> [TEXT SEGMENT]:
>>>>

Source: Ben Chua, The Straits Times, 6 June 2017
Is your car’s COE coming to an end? Here are 10 THINGS you should know if you’re thinking of renewing your COE.
According to the Land Transport Authority (LTA), nearly one in four cars had their Certificates of Entitlement (COEs) renewed in 2016. Higher car prices from an increase in import taxes and surcharges in recent years, and uncertain economic climates, has contributed to more COE revalidations, as car owners seek alternatives to new car ownership.
In 2017, more than 100,000 cars will see their COEs approach expiry, and three out of 10 cars are currently over eight-years old. If you own one of these cars, you will have a decision to make as its COE expiry deadline approaches. Here are 10 things to know before deciding to give your car a new lease of life.
- You will forgo your PARF rebate
When you opt to renew your car’s COE, you’ll instantly lose its PARF rebate. This is the amount of money the Government returns you upon deregistration, also known as the scrap value.

<<<<

> [DATASET]:
>>>>

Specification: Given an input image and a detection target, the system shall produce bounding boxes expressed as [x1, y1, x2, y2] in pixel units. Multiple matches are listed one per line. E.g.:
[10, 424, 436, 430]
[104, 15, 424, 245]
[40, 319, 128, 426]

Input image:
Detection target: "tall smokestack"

<<<<

> [WHAT THE TASK ASKS]:
In the article on renewing a car's COE, what happens to the car's PARF rebate when its owner chooses to renew the COE?

> [SOLUTION BELOW]:
The owner instantly loses the PARF rebate.